DATA TO USE.
## start

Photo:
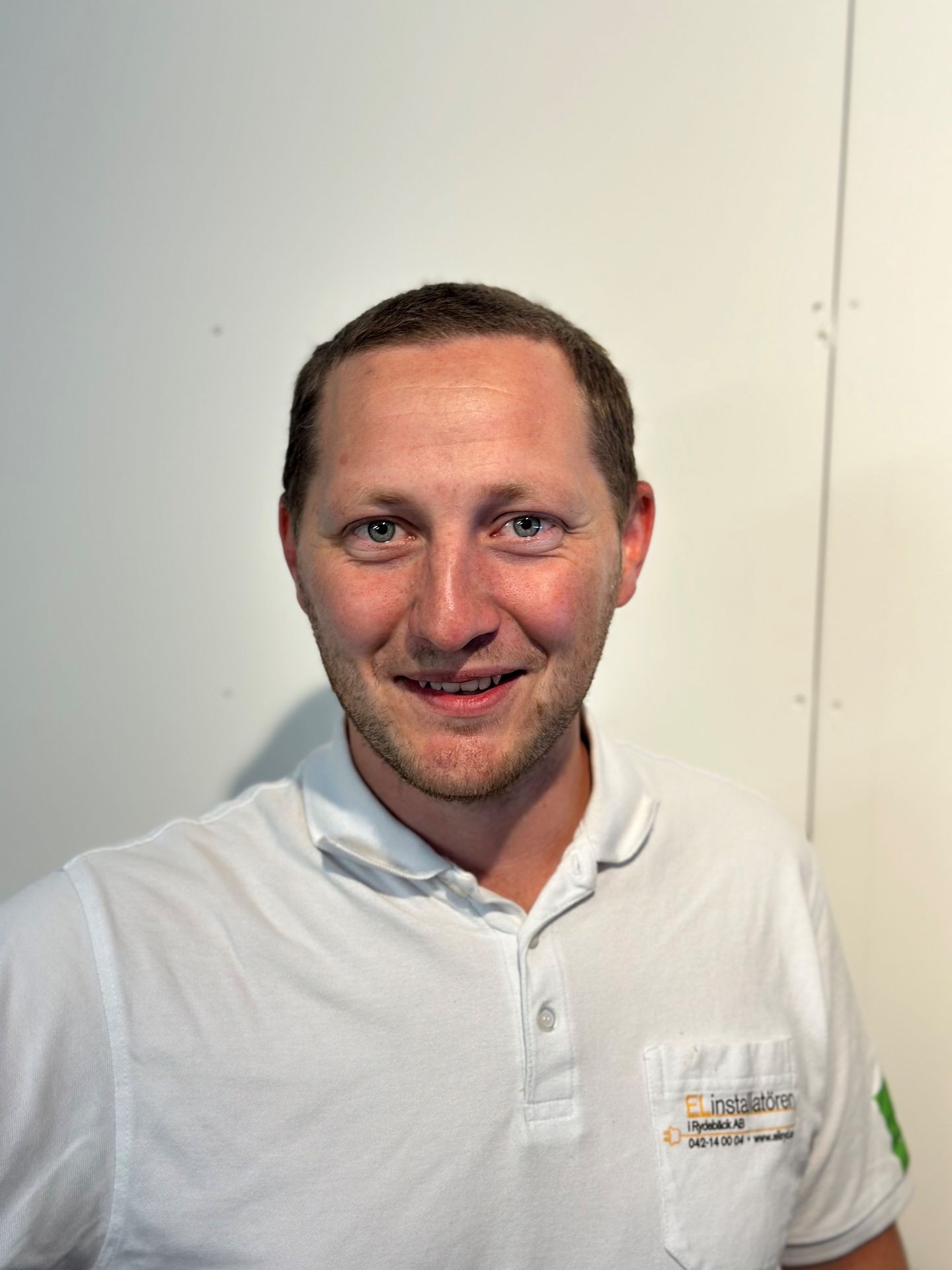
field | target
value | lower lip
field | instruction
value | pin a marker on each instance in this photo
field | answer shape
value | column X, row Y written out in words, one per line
column 462, row 705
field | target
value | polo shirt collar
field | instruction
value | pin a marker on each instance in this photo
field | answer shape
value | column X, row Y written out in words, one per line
column 343, row 814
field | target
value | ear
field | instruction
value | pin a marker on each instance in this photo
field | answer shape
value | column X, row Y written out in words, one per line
column 636, row 539
column 288, row 544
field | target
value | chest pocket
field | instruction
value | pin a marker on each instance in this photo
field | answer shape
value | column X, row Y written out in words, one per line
column 729, row 1150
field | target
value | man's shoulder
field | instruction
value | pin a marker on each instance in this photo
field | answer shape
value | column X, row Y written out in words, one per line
column 707, row 810
column 239, row 836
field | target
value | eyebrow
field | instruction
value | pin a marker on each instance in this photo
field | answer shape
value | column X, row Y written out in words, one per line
column 506, row 492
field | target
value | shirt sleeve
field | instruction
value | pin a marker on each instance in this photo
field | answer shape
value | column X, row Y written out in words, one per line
column 856, row 1180
column 56, row 1115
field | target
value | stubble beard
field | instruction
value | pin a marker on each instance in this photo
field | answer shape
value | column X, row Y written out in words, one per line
column 461, row 774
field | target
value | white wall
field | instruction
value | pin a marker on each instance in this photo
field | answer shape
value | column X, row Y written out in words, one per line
column 884, row 821
column 198, row 193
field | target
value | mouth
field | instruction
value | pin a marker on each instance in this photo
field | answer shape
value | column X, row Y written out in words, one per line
column 457, row 697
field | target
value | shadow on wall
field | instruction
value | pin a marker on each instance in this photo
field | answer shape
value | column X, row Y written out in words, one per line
column 310, row 724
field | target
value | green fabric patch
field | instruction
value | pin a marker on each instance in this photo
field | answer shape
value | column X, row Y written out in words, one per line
column 889, row 1115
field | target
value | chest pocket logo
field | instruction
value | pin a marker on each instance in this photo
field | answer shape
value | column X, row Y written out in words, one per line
column 729, row 1150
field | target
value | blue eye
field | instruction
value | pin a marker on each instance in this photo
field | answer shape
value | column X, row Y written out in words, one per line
column 380, row 531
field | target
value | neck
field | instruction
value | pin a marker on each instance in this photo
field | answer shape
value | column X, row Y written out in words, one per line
column 512, row 843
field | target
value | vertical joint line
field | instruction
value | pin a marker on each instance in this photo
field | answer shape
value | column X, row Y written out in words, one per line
column 828, row 425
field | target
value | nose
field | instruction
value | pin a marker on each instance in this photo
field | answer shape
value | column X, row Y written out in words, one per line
column 452, row 603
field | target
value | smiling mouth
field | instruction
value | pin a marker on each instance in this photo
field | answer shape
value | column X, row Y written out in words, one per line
column 465, row 687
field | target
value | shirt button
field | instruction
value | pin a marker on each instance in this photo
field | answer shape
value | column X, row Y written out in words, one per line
column 546, row 1019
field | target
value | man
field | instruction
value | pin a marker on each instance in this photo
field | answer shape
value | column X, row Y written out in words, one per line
column 476, row 987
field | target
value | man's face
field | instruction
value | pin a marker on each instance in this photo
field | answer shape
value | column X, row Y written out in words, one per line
column 459, row 530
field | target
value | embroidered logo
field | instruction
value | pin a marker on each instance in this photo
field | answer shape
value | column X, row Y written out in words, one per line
column 742, row 1119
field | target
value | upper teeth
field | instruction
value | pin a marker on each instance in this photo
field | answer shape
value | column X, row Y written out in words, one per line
column 469, row 686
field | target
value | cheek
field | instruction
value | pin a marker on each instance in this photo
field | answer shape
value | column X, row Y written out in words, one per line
column 550, row 605
column 360, row 606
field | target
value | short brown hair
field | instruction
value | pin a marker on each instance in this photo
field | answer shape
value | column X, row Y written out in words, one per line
column 452, row 310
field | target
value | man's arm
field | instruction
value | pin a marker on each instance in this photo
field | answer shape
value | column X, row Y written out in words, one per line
column 884, row 1253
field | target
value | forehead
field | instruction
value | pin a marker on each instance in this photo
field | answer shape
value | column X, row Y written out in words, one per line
column 507, row 390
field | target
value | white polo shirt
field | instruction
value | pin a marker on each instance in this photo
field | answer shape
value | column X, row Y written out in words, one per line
column 291, row 1035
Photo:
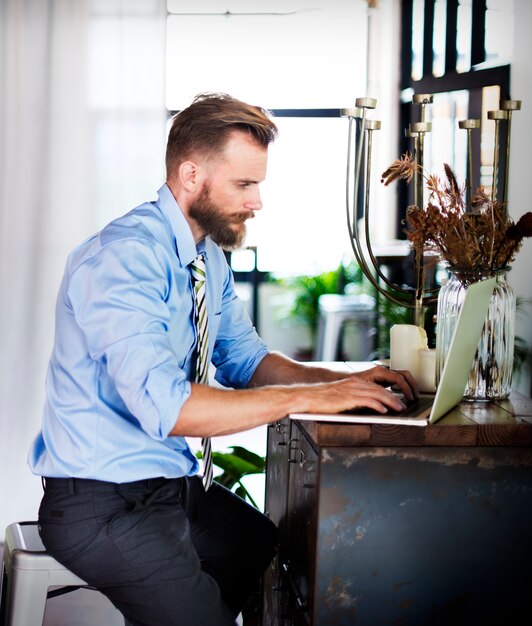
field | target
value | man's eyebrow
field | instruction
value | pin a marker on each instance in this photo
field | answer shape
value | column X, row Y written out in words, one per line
column 248, row 180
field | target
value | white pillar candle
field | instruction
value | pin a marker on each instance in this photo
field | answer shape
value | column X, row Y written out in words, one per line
column 426, row 378
column 405, row 342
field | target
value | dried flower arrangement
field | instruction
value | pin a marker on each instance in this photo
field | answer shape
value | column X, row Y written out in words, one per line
column 481, row 235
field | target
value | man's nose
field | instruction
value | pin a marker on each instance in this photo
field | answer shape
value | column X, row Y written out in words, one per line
column 254, row 203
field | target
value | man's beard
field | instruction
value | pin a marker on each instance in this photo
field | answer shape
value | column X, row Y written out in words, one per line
column 216, row 223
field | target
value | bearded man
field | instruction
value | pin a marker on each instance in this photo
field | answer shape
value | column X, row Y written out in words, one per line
column 145, row 306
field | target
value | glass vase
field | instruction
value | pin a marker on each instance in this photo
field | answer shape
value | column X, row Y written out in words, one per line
column 491, row 374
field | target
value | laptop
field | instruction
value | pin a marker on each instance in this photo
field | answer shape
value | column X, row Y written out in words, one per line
column 453, row 380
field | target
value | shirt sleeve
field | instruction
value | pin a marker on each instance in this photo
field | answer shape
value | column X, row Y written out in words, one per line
column 120, row 299
column 238, row 349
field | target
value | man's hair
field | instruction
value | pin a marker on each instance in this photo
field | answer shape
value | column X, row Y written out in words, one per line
column 204, row 127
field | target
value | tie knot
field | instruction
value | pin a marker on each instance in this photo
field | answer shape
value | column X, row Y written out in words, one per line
column 198, row 268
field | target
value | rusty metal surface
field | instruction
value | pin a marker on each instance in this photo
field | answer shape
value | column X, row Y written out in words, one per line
column 413, row 536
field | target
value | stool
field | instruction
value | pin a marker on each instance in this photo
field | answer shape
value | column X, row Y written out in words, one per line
column 28, row 573
column 334, row 311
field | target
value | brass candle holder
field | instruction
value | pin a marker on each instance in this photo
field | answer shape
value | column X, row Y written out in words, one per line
column 419, row 296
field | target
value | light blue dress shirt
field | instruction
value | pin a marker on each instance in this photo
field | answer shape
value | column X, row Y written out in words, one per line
column 124, row 349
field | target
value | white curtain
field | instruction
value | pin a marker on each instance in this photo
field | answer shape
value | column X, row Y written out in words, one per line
column 82, row 134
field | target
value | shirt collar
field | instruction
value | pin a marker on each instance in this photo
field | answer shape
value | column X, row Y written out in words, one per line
column 185, row 245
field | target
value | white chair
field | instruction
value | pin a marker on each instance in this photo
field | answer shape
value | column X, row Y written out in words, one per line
column 334, row 311
column 30, row 576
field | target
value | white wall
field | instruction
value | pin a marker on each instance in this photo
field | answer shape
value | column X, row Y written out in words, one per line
column 520, row 190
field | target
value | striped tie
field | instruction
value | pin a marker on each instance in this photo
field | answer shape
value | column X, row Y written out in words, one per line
column 202, row 362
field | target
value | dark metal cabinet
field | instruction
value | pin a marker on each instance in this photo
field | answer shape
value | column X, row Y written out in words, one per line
column 403, row 525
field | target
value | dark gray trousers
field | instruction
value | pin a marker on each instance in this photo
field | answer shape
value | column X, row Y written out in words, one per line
column 164, row 551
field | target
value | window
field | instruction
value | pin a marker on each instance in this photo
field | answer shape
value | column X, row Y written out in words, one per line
column 457, row 50
column 304, row 61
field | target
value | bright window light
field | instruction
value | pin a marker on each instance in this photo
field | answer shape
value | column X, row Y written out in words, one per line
column 311, row 57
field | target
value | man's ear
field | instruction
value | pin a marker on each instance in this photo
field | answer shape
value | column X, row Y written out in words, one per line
column 189, row 175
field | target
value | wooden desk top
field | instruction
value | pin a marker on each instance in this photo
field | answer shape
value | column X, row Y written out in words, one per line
column 502, row 423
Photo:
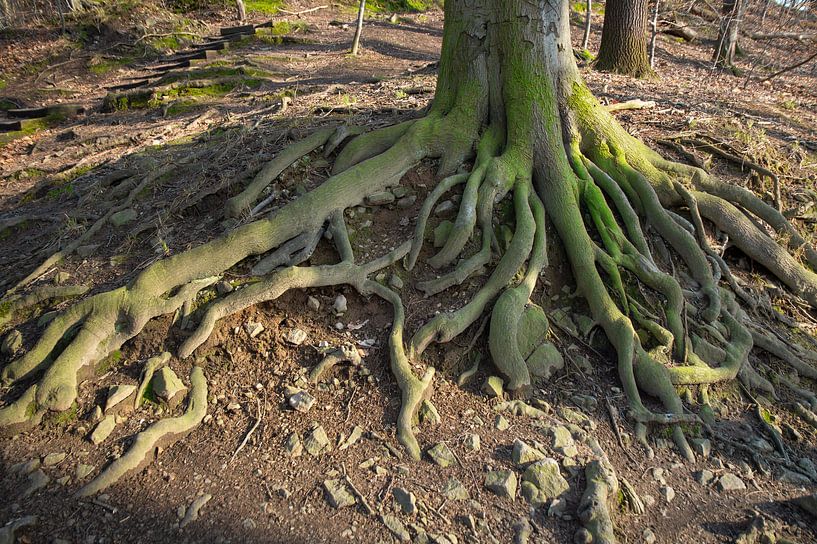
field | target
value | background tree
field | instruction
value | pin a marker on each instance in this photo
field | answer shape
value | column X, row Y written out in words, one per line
column 511, row 119
column 624, row 38
column 726, row 46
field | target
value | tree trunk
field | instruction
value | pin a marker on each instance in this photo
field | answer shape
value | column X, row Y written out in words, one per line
column 624, row 38
column 725, row 47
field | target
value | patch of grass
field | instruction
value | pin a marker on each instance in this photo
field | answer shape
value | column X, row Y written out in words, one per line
column 267, row 7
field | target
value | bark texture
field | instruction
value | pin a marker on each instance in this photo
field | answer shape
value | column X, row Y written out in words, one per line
column 624, row 38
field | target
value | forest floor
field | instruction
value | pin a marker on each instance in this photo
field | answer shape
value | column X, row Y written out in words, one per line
column 210, row 127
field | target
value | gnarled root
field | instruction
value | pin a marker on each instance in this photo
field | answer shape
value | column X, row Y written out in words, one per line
column 162, row 433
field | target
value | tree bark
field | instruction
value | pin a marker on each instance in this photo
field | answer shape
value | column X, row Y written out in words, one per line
column 725, row 47
column 624, row 38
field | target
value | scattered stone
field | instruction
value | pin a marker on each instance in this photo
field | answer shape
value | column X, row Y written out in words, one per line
column 524, row 455
column 701, row 446
column 396, row 282
column 118, row 393
column 563, row 441
column 444, row 208
column 53, row 459
column 223, row 287
column 730, row 482
column 253, row 329
column 103, row 430
column 301, row 401
column 82, row 471
column 791, row 477
column 192, row 513
column 396, row 527
column 36, row 481
column 493, row 387
column 316, row 442
column 455, row 491
column 338, row 494
column 354, row 436
column 442, row 455
column 406, row 500
column 704, row 477
column 339, row 306
column 428, row 413
column 547, row 479
column 296, row 337
column 502, row 482
column 381, row 198
column 12, row 342
column 167, row 386
column 293, row 445
column 441, row 233
column 123, row 217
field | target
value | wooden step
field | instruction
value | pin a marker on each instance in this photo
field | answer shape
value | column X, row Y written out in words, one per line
column 54, row 109
column 244, row 29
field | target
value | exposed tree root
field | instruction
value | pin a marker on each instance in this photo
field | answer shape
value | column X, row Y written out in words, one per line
column 161, row 434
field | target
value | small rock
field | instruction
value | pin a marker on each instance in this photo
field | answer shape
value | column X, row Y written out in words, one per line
column 293, row 445
column 730, row 482
column 118, row 393
column 455, row 491
column 337, row 494
column 396, row 527
column 442, row 455
column 502, row 482
column 103, row 430
column 701, row 446
column 316, row 442
column 380, row 199
column 668, row 493
column 254, row 329
column 296, row 337
column 339, row 306
column 524, row 455
column 406, row 500
column 704, row 477
column 167, row 386
column 223, row 287
column 444, row 208
column 123, row 217
column 53, row 459
column 301, row 401
column 12, row 342
column 83, row 471
column 493, row 387
column 428, row 413
column 472, row 442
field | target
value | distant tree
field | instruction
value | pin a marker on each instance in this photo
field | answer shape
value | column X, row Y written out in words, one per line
column 731, row 16
column 624, row 38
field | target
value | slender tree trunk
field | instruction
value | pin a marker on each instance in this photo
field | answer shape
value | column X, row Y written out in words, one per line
column 731, row 16
column 587, row 21
column 624, row 38
column 361, row 10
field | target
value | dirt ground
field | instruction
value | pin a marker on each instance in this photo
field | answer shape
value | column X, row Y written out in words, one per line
column 205, row 147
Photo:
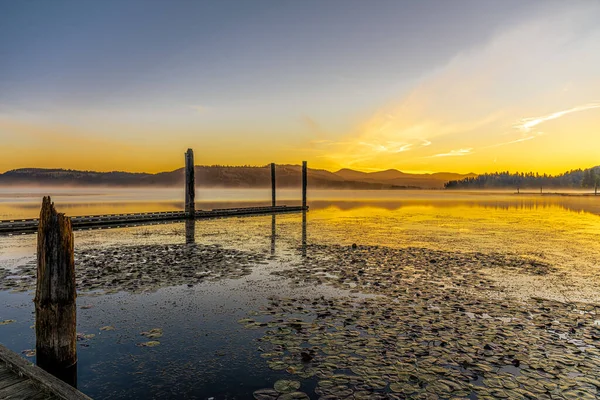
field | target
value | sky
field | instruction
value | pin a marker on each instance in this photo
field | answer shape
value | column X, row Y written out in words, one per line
column 419, row 86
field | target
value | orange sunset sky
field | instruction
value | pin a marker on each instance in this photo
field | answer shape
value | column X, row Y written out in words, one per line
column 461, row 86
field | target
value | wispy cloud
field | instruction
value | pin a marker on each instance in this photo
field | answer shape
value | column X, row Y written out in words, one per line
column 388, row 147
column 455, row 153
column 199, row 109
column 524, row 139
column 526, row 124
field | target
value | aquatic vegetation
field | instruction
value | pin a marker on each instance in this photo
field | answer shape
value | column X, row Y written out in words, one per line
column 144, row 268
column 286, row 386
column 151, row 343
column 436, row 328
column 107, row 328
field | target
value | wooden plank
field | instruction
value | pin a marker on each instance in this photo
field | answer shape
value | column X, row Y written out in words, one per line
column 149, row 218
column 22, row 390
column 10, row 380
column 39, row 377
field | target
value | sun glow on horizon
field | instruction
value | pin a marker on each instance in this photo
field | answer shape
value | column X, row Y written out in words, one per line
column 522, row 97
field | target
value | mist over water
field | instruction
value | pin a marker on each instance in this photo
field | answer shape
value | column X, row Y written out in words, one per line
column 204, row 352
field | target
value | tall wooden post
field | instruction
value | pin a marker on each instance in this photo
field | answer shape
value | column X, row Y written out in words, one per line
column 303, row 233
column 304, row 183
column 273, row 233
column 273, row 195
column 190, row 185
column 55, row 294
column 190, row 231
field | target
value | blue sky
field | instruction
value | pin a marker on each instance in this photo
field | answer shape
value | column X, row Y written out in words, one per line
column 277, row 76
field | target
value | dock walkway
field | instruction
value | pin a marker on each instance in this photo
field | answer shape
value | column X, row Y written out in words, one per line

## end

STATED EXERCISE. Set out the entries from their start through the line containing "column 343, row 814" as a JSON list of strings, one string per line with blank lines skipped and the pictures omitted.

RESULT OF THE EXERCISE.
[
  "Photo:",
  "field | target",
  "value | lower lip",
  "field | instruction",
  "value | pin a marker on each instance in this photo",
  "field | answer shape",
  "value | column X, row Y written out in words, one per line",
  "column 462, row 705",
  "field | target",
  "value | polo shirt collar",
  "field | instruction",
  "value | pin a marker on each instance in this photo",
  "field | answer shape",
  "value | column X, row Y written out in words, one per line",
  "column 343, row 814"
]